"""

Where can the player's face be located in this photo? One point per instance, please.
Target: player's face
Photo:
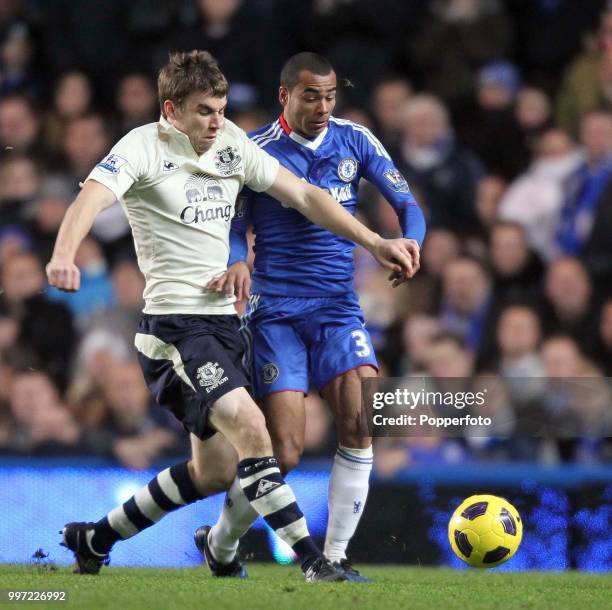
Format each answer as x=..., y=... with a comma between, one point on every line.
x=310, y=103
x=201, y=117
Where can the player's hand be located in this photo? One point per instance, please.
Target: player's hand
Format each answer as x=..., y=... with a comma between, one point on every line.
x=399, y=277
x=401, y=256
x=236, y=280
x=63, y=274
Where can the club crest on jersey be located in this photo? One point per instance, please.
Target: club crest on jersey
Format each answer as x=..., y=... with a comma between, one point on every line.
x=111, y=164
x=347, y=169
x=269, y=373
x=210, y=376
x=169, y=166
x=396, y=181
x=202, y=189
x=227, y=160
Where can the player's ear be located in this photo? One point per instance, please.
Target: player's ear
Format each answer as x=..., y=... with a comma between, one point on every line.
x=283, y=96
x=170, y=109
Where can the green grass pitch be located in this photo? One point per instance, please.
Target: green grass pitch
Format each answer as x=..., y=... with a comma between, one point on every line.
x=273, y=587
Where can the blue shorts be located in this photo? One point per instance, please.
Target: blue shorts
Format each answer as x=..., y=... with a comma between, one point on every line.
x=189, y=362
x=294, y=339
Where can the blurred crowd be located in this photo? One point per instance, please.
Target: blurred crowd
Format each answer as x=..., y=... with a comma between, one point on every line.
x=499, y=114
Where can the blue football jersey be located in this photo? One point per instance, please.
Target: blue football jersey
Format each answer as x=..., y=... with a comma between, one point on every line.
x=293, y=256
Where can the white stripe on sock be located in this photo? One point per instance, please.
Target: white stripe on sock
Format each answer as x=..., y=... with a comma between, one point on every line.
x=119, y=521
x=89, y=534
x=293, y=532
x=276, y=500
x=259, y=475
x=169, y=487
x=156, y=349
x=148, y=506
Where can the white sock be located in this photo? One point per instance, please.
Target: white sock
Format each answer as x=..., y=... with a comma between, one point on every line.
x=234, y=521
x=348, y=490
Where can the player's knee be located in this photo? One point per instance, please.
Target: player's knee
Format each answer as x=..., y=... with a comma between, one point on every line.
x=210, y=481
x=254, y=433
x=288, y=455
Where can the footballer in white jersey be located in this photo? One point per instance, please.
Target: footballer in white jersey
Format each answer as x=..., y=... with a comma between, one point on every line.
x=178, y=180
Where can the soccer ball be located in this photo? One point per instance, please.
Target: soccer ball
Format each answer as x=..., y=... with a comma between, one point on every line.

"""

SHORT TASK:
Output the lines above as a JSON list of strings, one string per line, leaving out blank lines and the picture itself.

ANSWER BELOW:
[
  "Where can the player's face be located in this photo? One point per instance, please.",
  "Target: player's face",
  "Photo:",
  "Format each answer as x=..., y=... with a comma between, one point on every line.",
  "x=310, y=103",
  "x=201, y=117",
  "Where can the player's hand be located in this photo? One point per instance, please.",
  "Target: player's hand",
  "Format each answer as x=..., y=... with a comma between, one point on every line.",
  "x=399, y=277",
  "x=401, y=256",
  "x=236, y=280",
  "x=63, y=274",
  "Where can the club crest on jersey be located in this photo? One point per instance, please.",
  "Target: club crest on jersey",
  "Format each answer as x=..., y=... with a comma between, one point on every line.",
  "x=111, y=164",
  "x=347, y=169",
  "x=269, y=373",
  "x=210, y=376",
  "x=169, y=166",
  "x=396, y=181",
  "x=202, y=189",
  "x=227, y=160",
  "Where can the player's ear be located in this photo? One point per instance, please.",
  "Target: player's ear",
  "Format each answer as x=..., y=... with a comma between, one point on every line.",
  "x=283, y=96",
  "x=170, y=109",
  "Where can the green grass pitch be located in this photo? One point per instance, please.",
  "Target: green grass pitch",
  "Format each answer as x=..., y=... with a comma between, one point on every line.",
  "x=273, y=587",
  "Where can the blue shorts be located in this photo? One point per instance, please.",
  "Target: blue shorts",
  "Format each answer as x=..., y=... with a comma between, one point on every line.",
  "x=189, y=362",
  "x=294, y=339",
  "Where can the blurred crowd be located in this photo? One point per instance, please.",
  "Target: blurred crowd",
  "Format each answer as x=..., y=... with a comma between, one point on every line.",
  "x=499, y=114",
  "Where can the blue football jersey be located in this photo? One point per instance, please.",
  "Target: blue football jersey",
  "Format each answer as x=..., y=... with a comma between, one point on every line.",
  "x=293, y=256",
  "Where can the white stripe on sock be located in this photo? One point per instance, please.",
  "Target: white stripe on sock",
  "Format each answer as x=..., y=... with a comma between, one point on every line.",
  "x=119, y=521",
  "x=89, y=534",
  "x=293, y=532",
  "x=276, y=500",
  "x=259, y=475",
  "x=169, y=487",
  "x=156, y=349",
  "x=148, y=506",
  "Where can the white sock be located in this photo? One point per instance, please.",
  "Target: white sock",
  "Format each answer as x=..., y=... with a comma between, one point on every line.",
  "x=234, y=521",
  "x=348, y=490",
  "Where can the player's knee be located in this photo? One point per instance, please.",
  "Target: player's knee",
  "Format each answer as x=..., y=... with a comma between, one point on every line.",
  "x=210, y=481",
  "x=254, y=433",
  "x=288, y=455",
  "Where can the footballer in white jersey be located in this photo? One point per instance, please.",
  "Target: footballer in white jersey",
  "Format each answer as x=..., y=... with a comma between, one point on every line.",
  "x=178, y=180",
  "Where can the soccer ball be located in this photo? One point per instance, please.",
  "Target: soccer ball",
  "Format each answer as x=..., y=... with a comma between, one point on every line."
]